Brief:
With every mark kept, transcribe all of the records.
Input data Block Start
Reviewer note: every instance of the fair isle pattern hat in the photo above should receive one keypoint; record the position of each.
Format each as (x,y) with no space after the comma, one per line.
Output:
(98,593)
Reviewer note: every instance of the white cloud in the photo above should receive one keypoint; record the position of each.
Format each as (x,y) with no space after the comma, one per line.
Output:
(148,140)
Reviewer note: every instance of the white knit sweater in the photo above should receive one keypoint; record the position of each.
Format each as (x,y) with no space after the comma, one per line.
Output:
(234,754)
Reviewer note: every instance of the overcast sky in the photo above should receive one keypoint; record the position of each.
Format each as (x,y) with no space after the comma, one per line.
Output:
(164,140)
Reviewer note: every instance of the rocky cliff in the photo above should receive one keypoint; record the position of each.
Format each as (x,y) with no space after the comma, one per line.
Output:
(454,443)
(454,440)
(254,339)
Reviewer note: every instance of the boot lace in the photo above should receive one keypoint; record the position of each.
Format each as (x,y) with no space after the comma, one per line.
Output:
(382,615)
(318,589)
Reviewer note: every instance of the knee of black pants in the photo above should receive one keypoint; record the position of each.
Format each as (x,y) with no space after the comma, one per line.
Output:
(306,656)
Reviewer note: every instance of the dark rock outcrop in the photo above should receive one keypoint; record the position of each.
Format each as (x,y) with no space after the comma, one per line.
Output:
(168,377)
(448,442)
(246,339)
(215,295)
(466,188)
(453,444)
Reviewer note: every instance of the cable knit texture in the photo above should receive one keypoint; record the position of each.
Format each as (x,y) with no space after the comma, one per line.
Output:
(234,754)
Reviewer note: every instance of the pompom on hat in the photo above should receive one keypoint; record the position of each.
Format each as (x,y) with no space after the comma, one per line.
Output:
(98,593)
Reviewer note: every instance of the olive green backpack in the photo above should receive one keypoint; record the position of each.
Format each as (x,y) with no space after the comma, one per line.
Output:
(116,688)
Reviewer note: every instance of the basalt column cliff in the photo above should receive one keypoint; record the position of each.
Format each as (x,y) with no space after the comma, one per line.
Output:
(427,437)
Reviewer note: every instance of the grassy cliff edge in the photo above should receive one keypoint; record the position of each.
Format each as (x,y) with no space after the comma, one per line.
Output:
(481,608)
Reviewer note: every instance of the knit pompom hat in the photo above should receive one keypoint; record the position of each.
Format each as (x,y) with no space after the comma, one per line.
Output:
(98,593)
Input data Block End
Exercise answer:
Reviewer note: every instance of the fair isle pattern hat in the photo above should receive one keypoint; record the position of each.
Format each as (x,y) with no space after the comma, one per line.
Output:
(98,593)
Reviewer note: every instance of the white cloud in the photo above should receive one keypoint; record the position of each.
Format each as (x,y) with no space after the comma, one per line.
Output:
(148,140)
Reviewer note: every instance of the white knit sweater in the photo above should receive one keypoint; record the position of each.
Format each as (x,y) with no space after the comma, one per line.
Output:
(234,754)
Reviewer note: every instance of the overcast sky in the photo above should receive one keypoint; record the position of each.
Format each as (x,y) with no space after the comma, one per line.
Output:
(164,140)
Reviewer note: every instance of the rocky cliff in the photo above should receive one keypoint; record the position of each.
Format each as (x,y) with no space after the comma, one per line.
Output:
(454,443)
(454,440)
(254,339)
Reviewer note: every instance of the boot lace in the photo above should receive one keypoint; record the position of each.
Format each as (x,y) with no space after the comma, one per line.
Output:
(382,615)
(318,589)
Reviewer note: every instance of the knee of black pants in the photo above should receive one keypoint; record the position of each.
Format each as (x,y) with no space after the comma, one per line.
Output:
(306,656)
Reviewer note: every instance of the dark rock outcrop in the photo above should receive one keypoint; record the position of each.
Format each as (x,y) with no space after the comma, one per line.
Output:
(168,377)
(448,442)
(246,339)
(215,295)
(466,188)
(453,444)
Reviewer note: every instance of the cable knit texture in the photo above should receive one keypoint; record the position of each.
Format each as (x,y) with no space after the comma, one per line.
Output:
(234,754)
Reviewer note: every instance of the pompom on hat in the photo above should receive one keypoint; record the position of each.
Format each as (x,y) with no space after the comma, one per line.
Output:
(98,593)
Reviewer note: every instance of the olive green backpack in the photo above should receive one keypoint; record the position of each.
Format each as (x,y) with no space after the comma, one per line.
Output:
(116,688)
Reviewer note: every instance of the basalt column cliff in the photo above should receive one keypoint; record the position of each.
Format each as (x,y) with no space after the comma, one per line.
Output:
(427,437)
Reviewer note: every instance of the grassy cliff edge in the photo above should receive one keypoint; record the position of each.
Format each as (x,y) with no space after the comma, one per line.
Output:
(481,608)
Reviewer note: every instance of the knit pompom hat in the photo above should receive one keypoint; record the position of each.
Format each as (x,y) with no space after the comma, one per line.
Output:
(98,593)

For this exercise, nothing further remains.